**Written problem**
List every line in the records below that contains the string "Give". Case counts.

+-------+

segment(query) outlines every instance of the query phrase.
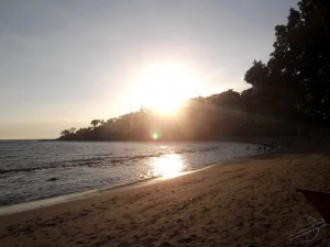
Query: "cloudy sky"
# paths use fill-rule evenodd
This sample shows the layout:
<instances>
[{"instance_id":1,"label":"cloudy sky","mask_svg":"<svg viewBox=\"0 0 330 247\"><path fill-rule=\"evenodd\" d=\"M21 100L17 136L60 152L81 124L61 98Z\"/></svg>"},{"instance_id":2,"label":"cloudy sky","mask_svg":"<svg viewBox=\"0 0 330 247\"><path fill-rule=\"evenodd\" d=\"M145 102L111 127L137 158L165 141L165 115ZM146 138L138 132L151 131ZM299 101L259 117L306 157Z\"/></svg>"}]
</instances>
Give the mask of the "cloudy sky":
<instances>
[{"instance_id":1,"label":"cloudy sky","mask_svg":"<svg viewBox=\"0 0 330 247\"><path fill-rule=\"evenodd\" d=\"M54 138L139 110L139 96L153 93L141 78L164 64L198 80L185 97L242 91L244 72L267 60L274 27L296 3L1 0L0 139Z\"/></svg>"}]
</instances>

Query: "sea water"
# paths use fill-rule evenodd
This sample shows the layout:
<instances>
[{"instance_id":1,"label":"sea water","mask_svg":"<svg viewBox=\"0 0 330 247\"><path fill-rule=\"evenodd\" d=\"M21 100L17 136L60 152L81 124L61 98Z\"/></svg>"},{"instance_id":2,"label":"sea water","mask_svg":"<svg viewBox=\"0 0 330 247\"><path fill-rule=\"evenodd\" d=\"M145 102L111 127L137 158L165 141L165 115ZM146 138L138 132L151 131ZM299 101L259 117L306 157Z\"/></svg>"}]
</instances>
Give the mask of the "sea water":
<instances>
[{"instance_id":1,"label":"sea water","mask_svg":"<svg viewBox=\"0 0 330 247\"><path fill-rule=\"evenodd\" d=\"M172 178L256 153L231 142L0 141L0 205Z\"/></svg>"}]
</instances>

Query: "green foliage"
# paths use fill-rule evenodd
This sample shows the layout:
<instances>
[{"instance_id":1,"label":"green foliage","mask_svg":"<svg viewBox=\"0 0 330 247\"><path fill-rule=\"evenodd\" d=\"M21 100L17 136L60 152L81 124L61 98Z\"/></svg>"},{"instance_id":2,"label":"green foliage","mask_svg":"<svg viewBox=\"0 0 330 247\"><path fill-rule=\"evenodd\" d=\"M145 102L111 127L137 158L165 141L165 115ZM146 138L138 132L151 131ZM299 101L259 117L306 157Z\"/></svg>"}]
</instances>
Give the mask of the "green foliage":
<instances>
[{"instance_id":1,"label":"green foliage","mask_svg":"<svg viewBox=\"0 0 330 247\"><path fill-rule=\"evenodd\" d=\"M275 27L274 52L254 60L244 80L252 88L190 99L176 117L145 108L88 128L63 131L59 139L163 141L296 133L297 122L330 125L330 1L301 0L286 25ZM170 99L170 96L168 96Z\"/></svg>"}]
</instances>

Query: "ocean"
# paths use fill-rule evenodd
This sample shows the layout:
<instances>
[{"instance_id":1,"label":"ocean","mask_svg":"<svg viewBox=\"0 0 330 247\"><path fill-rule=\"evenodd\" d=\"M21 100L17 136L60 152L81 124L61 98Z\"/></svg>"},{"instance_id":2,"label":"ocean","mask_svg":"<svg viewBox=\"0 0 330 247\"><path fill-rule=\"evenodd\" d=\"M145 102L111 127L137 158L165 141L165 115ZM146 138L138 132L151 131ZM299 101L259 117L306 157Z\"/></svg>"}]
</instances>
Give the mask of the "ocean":
<instances>
[{"instance_id":1,"label":"ocean","mask_svg":"<svg viewBox=\"0 0 330 247\"><path fill-rule=\"evenodd\" d=\"M0 205L172 178L256 153L231 142L0 141Z\"/></svg>"}]
</instances>

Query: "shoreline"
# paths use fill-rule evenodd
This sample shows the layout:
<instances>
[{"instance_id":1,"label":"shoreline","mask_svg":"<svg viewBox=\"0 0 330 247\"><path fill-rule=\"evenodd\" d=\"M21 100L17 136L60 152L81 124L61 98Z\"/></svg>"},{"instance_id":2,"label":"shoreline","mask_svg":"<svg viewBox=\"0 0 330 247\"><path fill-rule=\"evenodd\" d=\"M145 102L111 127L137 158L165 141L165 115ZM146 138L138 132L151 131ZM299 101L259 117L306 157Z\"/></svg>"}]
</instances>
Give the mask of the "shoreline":
<instances>
[{"instance_id":1,"label":"shoreline","mask_svg":"<svg viewBox=\"0 0 330 247\"><path fill-rule=\"evenodd\" d=\"M2 215L1 246L297 246L288 234L321 217L297 189L330 192L330 143L308 144Z\"/></svg>"},{"instance_id":2,"label":"shoreline","mask_svg":"<svg viewBox=\"0 0 330 247\"><path fill-rule=\"evenodd\" d=\"M274 151L276 151L276 150L279 150L279 149L271 149L271 150L266 150L261 154L246 155L246 156L233 158L231 160L227 160L223 162L209 164L209 165L206 165L205 167L201 167L198 169L193 169L193 170L180 172L178 176L176 176L174 178L168 178L168 179L164 179L163 177L153 177L153 178L146 178L146 179L136 180L136 181L129 182L129 183L122 183L122 184L118 184L118 186L113 186L113 187L105 187L105 188L99 188L99 189L94 189L94 190L87 190L87 191L80 191L80 192L75 192L75 193L37 199L37 200L33 200L33 201L19 202L19 203L9 204L9 205L0 205L0 216L32 211L32 210L36 210L36 209L41 209L41 207L47 207L47 206L57 205L57 204L62 204L62 203L66 203L66 202L73 202L76 200L87 199L87 198L91 198L94 195L97 195L97 194L100 194L103 192L113 191L113 190L122 191L122 190L128 190L128 189L132 189L132 188L140 188L140 187L148 186L152 183L156 183L160 181L170 180L170 179L175 179L177 177L187 176L191 172L198 172L198 171L201 171L205 169L209 169L213 166L221 166L221 165L226 165L227 162L238 161L240 159L246 159L246 158L274 154Z\"/></svg>"},{"instance_id":3,"label":"shoreline","mask_svg":"<svg viewBox=\"0 0 330 247\"><path fill-rule=\"evenodd\" d=\"M240 141L210 141L210 142L222 142L222 143L229 142L229 143L240 143L240 144L248 144L248 145L249 144L252 144L252 145L266 145L268 148L271 147L271 145L268 145L266 143L256 143L256 142L248 142L248 141L246 142L243 142L243 141L242 142L240 142ZM235 158L232 158L232 159L229 159L229 160L223 160L221 162L207 164L201 168L195 168L193 170L187 170L187 171L180 172L180 175L178 175L178 176L183 176L183 175L186 175L186 173L199 171L199 170L202 170L202 169L206 169L206 168L210 168L212 166L223 165L223 164L234 161L234 160L238 160L238 159L244 159L244 158L257 157L257 156L262 156L262 155L268 155L271 153L278 151L279 149L280 148L270 148L265 151L261 150L261 151L255 153L255 154L250 154L250 155L245 155L245 156L242 156L242 157L235 157ZM150 180L154 180L154 182L157 182L157 180L162 180L162 177L145 178L145 179L141 179L141 180L136 180L136 181L132 181L132 182L128 182L128 183L121 183L121 184L117 184L117 186L112 186L112 187L103 187L103 188L98 188L98 189L78 191L78 192L68 193L68 194L61 194L61 195L48 197L48 198L41 198L41 199L19 202L19 203L14 203L14 204L4 204L4 205L0 205L0 216L1 215L7 215L7 214L24 212L24 211L30 211L30 210L34 210L34 209L40 209L40 207L44 207L44 206L50 206L50 205L53 205L53 204L61 204L61 203L65 203L65 202L70 202L70 201L74 201L74 200L84 199L86 197L92 197L92 194L95 194L95 193L97 194L97 193L100 193L102 191L121 189L123 187L134 187L134 184L140 187L140 183L148 184L151 182Z\"/></svg>"}]
</instances>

+-------+

**Answer in full**
Give the mask of the "cloudy sky":
Give the mask of the "sea water":
Give the mask of the "green foliage":
Give the mask of the "ocean":
Give the mask of the "shoreline":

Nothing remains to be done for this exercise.